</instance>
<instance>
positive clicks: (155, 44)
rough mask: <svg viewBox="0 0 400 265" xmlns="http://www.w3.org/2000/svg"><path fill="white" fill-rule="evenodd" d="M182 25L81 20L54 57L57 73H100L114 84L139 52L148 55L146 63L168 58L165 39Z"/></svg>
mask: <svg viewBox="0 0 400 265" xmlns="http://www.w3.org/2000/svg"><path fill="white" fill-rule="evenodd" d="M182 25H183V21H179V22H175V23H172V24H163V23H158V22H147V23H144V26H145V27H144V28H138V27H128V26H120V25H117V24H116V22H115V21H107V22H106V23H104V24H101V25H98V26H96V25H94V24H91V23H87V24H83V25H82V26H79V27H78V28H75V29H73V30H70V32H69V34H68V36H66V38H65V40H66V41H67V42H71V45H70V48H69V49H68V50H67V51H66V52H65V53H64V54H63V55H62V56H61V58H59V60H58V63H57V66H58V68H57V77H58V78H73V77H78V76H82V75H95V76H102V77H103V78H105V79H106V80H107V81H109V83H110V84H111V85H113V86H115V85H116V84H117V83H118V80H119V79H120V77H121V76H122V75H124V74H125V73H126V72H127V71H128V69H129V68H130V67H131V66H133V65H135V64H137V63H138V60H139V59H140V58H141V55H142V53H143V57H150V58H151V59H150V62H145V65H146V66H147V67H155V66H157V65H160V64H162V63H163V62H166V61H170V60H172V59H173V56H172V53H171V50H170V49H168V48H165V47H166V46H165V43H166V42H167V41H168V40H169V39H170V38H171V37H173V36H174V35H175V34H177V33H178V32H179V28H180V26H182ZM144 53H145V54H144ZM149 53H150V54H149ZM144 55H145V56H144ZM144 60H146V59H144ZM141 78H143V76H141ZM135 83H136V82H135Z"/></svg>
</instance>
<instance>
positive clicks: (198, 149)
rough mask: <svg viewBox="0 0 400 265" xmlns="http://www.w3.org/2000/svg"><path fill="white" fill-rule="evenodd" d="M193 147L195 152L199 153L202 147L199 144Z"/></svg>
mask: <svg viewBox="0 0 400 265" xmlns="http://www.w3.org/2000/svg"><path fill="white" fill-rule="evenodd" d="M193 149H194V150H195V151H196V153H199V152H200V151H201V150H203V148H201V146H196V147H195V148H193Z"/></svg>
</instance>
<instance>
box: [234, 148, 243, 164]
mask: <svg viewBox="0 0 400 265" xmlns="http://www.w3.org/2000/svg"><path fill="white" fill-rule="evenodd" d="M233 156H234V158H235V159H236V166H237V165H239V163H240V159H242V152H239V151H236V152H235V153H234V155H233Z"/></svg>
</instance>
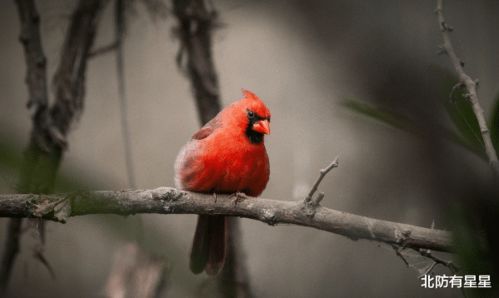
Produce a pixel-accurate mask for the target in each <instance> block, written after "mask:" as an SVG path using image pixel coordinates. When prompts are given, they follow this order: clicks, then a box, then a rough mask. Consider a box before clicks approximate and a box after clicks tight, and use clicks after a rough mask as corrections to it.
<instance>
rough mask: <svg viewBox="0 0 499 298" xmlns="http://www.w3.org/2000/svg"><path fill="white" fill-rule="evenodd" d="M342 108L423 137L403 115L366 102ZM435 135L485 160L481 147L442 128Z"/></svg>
mask: <svg viewBox="0 0 499 298" xmlns="http://www.w3.org/2000/svg"><path fill="white" fill-rule="evenodd" d="M343 106H345V107H346V108H348V109H349V110H352V111H354V112H356V113H359V114H361V115H364V116H367V117H369V118H372V119H374V120H377V121H379V122H382V123H385V124H387V125H389V126H391V127H394V128H398V129H400V130H403V131H405V132H408V133H411V134H414V135H417V136H424V135H425V132H424V131H423V129H422V128H421V126H420V125H418V124H417V123H414V121H412V120H410V119H409V118H407V117H404V116H403V115H400V114H397V113H395V112H392V111H389V110H387V109H383V108H381V107H377V106H375V105H373V104H370V103H368V102H364V101H359V100H353V99H347V100H345V101H343ZM434 132H435V133H438V134H439V135H440V136H441V137H442V138H444V139H446V140H448V141H451V142H453V143H455V144H457V145H460V146H462V147H463V148H465V149H467V150H469V151H470V152H472V153H474V154H476V155H478V156H479V157H481V158H483V159H485V158H486V156H485V152H484V151H483V149H482V147H478V146H476V144H471V143H470V142H468V141H467V140H466V139H464V137H463V136H461V135H460V134H457V133H456V132H455V131H453V130H449V129H446V128H444V127H437V128H435V131H434Z"/></svg>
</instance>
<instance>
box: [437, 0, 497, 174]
mask: <svg viewBox="0 0 499 298" xmlns="http://www.w3.org/2000/svg"><path fill="white" fill-rule="evenodd" d="M435 13H436V14H437V17H438V23H439V26H440V31H441V32H442V39H443V45H442V49H443V50H444V52H445V53H446V54H447V55H448V56H449V58H450V60H451V63H452V65H453V67H454V69H455V71H456V73H457V75H458V76H459V81H460V83H461V84H463V85H464V86H465V87H466V90H467V97H468V98H469V100H470V102H471V107H472V108H473V112H474V114H475V117H476V119H477V122H478V125H479V126H480V132H481V134H482V139H483V143H484V147H485V153H486V154H487V157H488V159H489V163H490V165H491V167H492V169H493V170H494V172H495V174H499V163H498V159H497V153H496V150H495V149H494V145H493V143H492V139H491V137H490V131H489V128H488V127H487V121H486V120H485V116H484V112H483V109H482V106H481V105H480V101H479V99H478V94H477V86H478V81H477V80H473V79H472V78H471V77H470V76H469V75H467V74H466V73H465V72H464V63H463V62H462V60H461V59H459V57H458V56H457V54H456V52H455V50H454V47H453V46H452V42H451V39H450V32H452V31H453V28H452V27H450V26H449V25H448V24H447V22H446V21H445V18H444V15H443V0H437V8H436V10H435ZM453 89H454V88H453Z"/></svg>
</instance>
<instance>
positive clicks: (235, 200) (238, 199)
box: [230, 192, 248, 205]
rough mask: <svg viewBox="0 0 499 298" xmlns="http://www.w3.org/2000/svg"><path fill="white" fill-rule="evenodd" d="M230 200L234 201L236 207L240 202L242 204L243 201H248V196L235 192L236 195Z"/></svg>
mask: <svg viewBox="0 0 499 298" xmlns="http://www.w3.org/2000/svg"><path fill="white" fill-rule="evenodd" d="M230 198H231V199H234V205H237V204H239V203H240V202H242V201H243V200H245V199H247V198H248V196H246V194H245V193H244V192H235V193H233V194H231V195H230Z"/></svg>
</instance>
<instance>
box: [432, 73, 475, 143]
mask: <svg viewBox="0 0 499 298" xmlns="http://www.w3.org/2000/svg"><path fill="white" fill-rule="evenodd" d="M458 82H459V81H458V80H457V78H456V77H455V76H452V75H449V74H444V80H443V84H442V90H441V94H440V98H441V99H442V104H443V105H444V107H445V110H446V111H447V114H448V115H449V118H450V120H451V121H452V123H453V124H454V126H455V128H456V129H457V131H458V132H459V134H460V135H461V136H462V137H463V139H464V141H465V142H467V143H468V145H469V146H470V147H473V148H475V150H477V151H482V152H484V147H483V141H482V135H481V133H480V126H479V125H478V121H477V120H476V117H475V113H474V112H473V108H472V107H471V103H470V101H469V99H468V98H467V97H466V92H467V91H466V89H465V88H464V87H462V86H459V85H457V83H458Z"/></svg>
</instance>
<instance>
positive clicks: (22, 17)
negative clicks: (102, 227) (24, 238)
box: [0, 0, 106, 289]
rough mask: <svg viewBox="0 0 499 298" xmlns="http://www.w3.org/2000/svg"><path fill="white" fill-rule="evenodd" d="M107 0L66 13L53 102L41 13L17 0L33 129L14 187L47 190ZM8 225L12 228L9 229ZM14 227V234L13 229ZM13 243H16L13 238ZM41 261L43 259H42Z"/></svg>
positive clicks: (9, 225) (8, 237)
mask: <svg viewBox="0 0 499 298" xmlns="http://www.w3.org/2000/svg"><path fill="white" fill-rule="evenodd" d="M105 3H106V1H103V0H102V1H101V0H91V1H88V0H80V1H79V3H78V4H77V6H76V9H75V10H74V12H73V15H72V17H71V22H70V25H69V28H68V30H67V32H66V35H65V40H64V45H63V48H62V50H61V53H62V54H61V59H60V62H59V65H58V68H57V71H56V74H55V76H54V87H55V93H56V94H55V102H54V104H53V105H52V106H51V107H49V100H48V91H47V71H46V59H45V55H44V53H43V48H42V44H41V37H40V26H39V24H40V17H39V15H38V12H37V9H36V5H35V2H34V1H33V0H17V1H16V4H17V7H18V14H19V19H20V21H21V36H20V40H21V42H22V45H23V49H24V56H25V60H26V65H27V76H26V83H27V85H28V91H29V100H28V107H29V108H31V109H32V111H33V112H32V130H31V136H30V141H29V144H28V146H27V149H26V151H25V156H24V160H23V164H22V167H21V173H20V178H19V185H18V191H19V192H21V193H23V192H24V193H26V192H31V193H50V192H52V189H53V185H54V181H55V176H56V173H57V170H58V168H59V164H60V162H61V160H62V156H63V153H64V150H65V148H66V146H67V144H66V136H67V134H68V132H69V129H70V126H71V124H72V123H73V122H74V121H76V118H77V116H78V115H80V113H81V111H82V109H83V97H84V85H85V71H86V65H87V58H88V53H89V50H90V48H91V47H92V45H93V42H94V39H95V32H96V28H97V23H98V20H99V12H100V11H101V8H102V7H103V6H104V5H105ZM20 226H21V221H19V220H17V222H11V224H9V231H8V233H7V235H8V238H7V239H6V241H5V250H4V255H3V257H2V264H3V265H6V266H2V268H1V271H0V286H1V288H2V289H5V288H6V285H7V282H8V279H9V276H10V272H11V270H12V266H13V264H14V261H15V257H16V254H17V251H18V249H9V248H11V247H17V248H18V247H19V239H20V235H19V233H20ZM10 229H12V230H10ZM15 231H17V232H16V233H17V234H16V233H14V232H15ZM14 242H15V243H14ZM43 242H44V229H43V224H41V225H40V245H37V246H36V249H35V250H36V251H35V252H34V254H35V255H36V256H37V258H38V259H39V260H42V261H43V260H45V259H44V257H43V252H42V249H43ZM44 263H46V260H45V261H44Z"/></svg>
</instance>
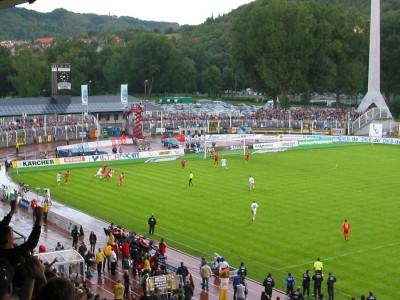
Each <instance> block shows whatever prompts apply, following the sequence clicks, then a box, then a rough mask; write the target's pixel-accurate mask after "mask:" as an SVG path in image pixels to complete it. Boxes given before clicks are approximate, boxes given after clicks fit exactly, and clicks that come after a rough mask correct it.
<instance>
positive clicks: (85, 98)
mask: <svg viewBox="0 0 400 300" xmlns="http://www.w3.org/2000/svg"><path fill="white" fill-rule="evenodd" d="M81 95H82V105H88V102H89V95H88V89H87V84H82V85H81Z"/></svg>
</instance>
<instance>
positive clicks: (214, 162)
mask: <svg viewBox="0 0 400 300" xmlns="http://www.w3.org/2000/svg"><path fill="white" fill-rule="evenodd" d="M218 164H219V160H218V153H215V154H214V166H218Z"/></svg>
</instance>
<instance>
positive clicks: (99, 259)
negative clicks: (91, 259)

● ● ● ●

Work item → Locate the string "negative" in the listing above and copy every line where it occurs.

Output for this exercise →
negative clicks: (102, 227) (24, 238)
negative clicks: (91, 259)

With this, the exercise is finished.